[Start Data supplied]

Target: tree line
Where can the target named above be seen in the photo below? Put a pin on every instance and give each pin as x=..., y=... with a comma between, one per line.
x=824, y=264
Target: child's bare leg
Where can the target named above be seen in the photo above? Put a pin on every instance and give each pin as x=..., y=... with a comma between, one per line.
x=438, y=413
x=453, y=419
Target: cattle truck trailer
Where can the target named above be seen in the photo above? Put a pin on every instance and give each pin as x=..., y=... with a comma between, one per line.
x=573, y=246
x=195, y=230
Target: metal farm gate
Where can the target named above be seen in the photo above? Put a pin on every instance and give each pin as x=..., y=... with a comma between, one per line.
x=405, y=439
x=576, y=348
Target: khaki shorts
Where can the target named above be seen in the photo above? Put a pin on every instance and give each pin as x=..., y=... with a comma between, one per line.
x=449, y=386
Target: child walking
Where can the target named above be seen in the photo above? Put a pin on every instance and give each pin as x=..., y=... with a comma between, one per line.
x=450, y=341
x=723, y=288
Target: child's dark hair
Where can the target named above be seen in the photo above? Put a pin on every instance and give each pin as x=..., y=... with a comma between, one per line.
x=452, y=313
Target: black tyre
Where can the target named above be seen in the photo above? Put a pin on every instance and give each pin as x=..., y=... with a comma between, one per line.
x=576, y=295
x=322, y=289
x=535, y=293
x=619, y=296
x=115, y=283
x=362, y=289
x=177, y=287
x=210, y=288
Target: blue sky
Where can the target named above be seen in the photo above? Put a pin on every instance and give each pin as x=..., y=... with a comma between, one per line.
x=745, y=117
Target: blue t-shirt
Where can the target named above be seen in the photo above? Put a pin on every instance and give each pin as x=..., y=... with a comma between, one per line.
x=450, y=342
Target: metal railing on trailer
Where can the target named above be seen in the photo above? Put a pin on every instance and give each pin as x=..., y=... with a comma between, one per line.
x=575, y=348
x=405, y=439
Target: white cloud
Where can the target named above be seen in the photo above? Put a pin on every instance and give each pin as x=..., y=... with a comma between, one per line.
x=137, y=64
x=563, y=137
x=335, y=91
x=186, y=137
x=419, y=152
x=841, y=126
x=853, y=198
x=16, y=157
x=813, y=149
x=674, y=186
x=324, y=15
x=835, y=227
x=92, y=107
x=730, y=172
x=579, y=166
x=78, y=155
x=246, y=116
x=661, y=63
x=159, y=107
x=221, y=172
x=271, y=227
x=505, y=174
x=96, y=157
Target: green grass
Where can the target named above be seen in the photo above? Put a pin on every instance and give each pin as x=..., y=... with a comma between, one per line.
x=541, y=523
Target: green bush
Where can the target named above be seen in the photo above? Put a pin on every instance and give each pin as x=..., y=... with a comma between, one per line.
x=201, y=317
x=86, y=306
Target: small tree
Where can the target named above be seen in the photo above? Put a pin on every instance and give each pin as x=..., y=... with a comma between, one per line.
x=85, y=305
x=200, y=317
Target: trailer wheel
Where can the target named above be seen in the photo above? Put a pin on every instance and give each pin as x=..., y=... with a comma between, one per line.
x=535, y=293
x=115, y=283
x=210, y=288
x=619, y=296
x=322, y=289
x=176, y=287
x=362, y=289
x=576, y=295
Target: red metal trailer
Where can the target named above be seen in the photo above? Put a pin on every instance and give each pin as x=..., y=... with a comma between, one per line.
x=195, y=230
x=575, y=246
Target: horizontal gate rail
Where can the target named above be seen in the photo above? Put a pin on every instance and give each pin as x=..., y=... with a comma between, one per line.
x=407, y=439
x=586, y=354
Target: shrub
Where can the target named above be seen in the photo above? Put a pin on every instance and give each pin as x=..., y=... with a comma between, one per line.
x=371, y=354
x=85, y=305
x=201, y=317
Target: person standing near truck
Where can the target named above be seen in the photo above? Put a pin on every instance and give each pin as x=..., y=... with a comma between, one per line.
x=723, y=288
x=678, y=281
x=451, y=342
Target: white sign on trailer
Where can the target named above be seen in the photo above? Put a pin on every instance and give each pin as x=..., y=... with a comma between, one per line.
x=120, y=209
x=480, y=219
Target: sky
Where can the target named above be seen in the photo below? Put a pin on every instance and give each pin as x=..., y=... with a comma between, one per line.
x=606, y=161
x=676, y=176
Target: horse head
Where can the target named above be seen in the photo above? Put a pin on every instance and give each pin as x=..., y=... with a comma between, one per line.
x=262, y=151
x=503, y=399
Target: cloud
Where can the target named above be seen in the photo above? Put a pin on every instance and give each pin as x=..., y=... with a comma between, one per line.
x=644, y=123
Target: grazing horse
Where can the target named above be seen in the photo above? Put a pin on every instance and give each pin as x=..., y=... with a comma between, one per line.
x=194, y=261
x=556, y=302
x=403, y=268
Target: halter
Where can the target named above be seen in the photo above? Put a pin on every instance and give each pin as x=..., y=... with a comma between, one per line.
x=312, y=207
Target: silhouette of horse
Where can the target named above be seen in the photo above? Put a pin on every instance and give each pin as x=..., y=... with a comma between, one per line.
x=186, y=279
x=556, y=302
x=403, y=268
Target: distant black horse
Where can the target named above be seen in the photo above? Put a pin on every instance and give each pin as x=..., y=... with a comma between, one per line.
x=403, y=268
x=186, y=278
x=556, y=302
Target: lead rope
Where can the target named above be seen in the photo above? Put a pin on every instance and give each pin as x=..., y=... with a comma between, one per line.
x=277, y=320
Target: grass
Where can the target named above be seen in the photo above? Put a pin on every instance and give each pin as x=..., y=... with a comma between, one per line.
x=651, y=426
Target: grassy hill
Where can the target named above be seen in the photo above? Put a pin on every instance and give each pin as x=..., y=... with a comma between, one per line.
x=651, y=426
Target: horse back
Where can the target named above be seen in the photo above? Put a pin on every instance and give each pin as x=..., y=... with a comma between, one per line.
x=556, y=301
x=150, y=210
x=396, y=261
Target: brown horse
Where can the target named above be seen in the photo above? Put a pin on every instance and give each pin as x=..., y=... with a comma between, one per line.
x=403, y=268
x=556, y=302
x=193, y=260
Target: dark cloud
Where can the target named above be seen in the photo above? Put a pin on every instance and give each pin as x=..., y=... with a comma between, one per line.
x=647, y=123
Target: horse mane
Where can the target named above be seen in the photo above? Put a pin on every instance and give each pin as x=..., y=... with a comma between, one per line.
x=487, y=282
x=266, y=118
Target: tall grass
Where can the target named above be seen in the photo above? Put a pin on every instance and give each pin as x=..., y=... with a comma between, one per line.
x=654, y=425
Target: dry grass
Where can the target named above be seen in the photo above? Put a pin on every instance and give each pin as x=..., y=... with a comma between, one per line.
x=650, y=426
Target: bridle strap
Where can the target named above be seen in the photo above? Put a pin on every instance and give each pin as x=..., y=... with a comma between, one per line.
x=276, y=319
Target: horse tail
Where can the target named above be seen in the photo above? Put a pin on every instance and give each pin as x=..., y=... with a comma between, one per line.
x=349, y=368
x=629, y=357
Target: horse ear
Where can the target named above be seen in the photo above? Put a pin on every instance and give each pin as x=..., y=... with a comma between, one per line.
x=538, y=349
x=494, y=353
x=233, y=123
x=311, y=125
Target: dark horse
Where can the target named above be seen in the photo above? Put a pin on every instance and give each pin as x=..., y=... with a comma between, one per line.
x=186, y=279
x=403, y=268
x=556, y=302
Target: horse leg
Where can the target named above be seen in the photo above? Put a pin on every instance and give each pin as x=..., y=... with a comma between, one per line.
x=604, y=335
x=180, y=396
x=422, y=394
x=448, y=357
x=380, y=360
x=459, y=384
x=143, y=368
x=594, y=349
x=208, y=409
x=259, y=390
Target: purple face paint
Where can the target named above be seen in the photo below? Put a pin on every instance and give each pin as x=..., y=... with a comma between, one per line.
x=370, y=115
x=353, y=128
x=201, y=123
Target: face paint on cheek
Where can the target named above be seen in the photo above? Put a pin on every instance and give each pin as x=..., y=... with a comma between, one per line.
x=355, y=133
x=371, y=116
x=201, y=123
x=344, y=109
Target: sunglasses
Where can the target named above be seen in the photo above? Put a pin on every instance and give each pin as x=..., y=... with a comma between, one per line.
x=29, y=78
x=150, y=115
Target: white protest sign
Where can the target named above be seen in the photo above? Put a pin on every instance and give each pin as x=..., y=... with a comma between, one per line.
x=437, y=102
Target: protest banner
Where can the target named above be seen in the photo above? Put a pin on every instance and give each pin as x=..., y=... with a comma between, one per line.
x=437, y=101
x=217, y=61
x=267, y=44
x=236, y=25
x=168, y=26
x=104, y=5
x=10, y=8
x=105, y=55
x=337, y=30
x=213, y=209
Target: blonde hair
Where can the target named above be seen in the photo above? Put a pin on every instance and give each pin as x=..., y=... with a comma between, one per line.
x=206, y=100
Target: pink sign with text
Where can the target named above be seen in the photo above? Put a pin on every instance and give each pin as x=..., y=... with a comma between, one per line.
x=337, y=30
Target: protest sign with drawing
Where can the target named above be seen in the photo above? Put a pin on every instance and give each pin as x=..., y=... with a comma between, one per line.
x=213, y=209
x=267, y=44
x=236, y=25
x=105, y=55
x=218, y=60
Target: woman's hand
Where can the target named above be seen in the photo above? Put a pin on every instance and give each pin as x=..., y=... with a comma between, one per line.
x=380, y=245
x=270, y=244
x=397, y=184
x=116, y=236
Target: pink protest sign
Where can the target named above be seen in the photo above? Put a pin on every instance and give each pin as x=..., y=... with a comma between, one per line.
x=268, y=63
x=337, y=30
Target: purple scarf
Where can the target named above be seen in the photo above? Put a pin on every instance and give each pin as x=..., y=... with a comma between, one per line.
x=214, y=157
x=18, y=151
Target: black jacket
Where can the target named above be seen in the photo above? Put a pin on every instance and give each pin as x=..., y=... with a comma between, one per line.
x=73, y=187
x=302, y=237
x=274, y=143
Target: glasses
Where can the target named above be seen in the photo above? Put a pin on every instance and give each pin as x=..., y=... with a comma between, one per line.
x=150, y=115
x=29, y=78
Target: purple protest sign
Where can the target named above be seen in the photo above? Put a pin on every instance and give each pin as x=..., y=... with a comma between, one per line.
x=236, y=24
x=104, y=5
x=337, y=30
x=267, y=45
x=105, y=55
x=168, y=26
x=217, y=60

[End Data supplied]

Your objective - Can you give again, word for word, the stretch of the records from the line containing "Target: trailer wheel" through the line containing "x=586, y=354"?

Full answer -
Target: trailer wheel
Where can the target named above be seen in the photo above? Put a pin on every instance and give each pin as x=..., y=... with a comma between, one per line.
x=535, y=293
x=115, y=283
x=210, y=288
x=619, y=296
x=322, y=289
x=176, y=287
x=362, y=289
x=576, y=295
Target: red metal trailer
Where can the target named above be seen in the photo above? Put a pin on every instance and give each pin as x=..., y=... with a comma between, one per line.
x=195, y=230
x=575, y=246
Target: horizontal gate rail
Where can the target named above be seen in the photo above? Put a pin on every instance and give each pin as x=..., y=... with a comma between, one per line.
x=407, y=439
x=586, y=354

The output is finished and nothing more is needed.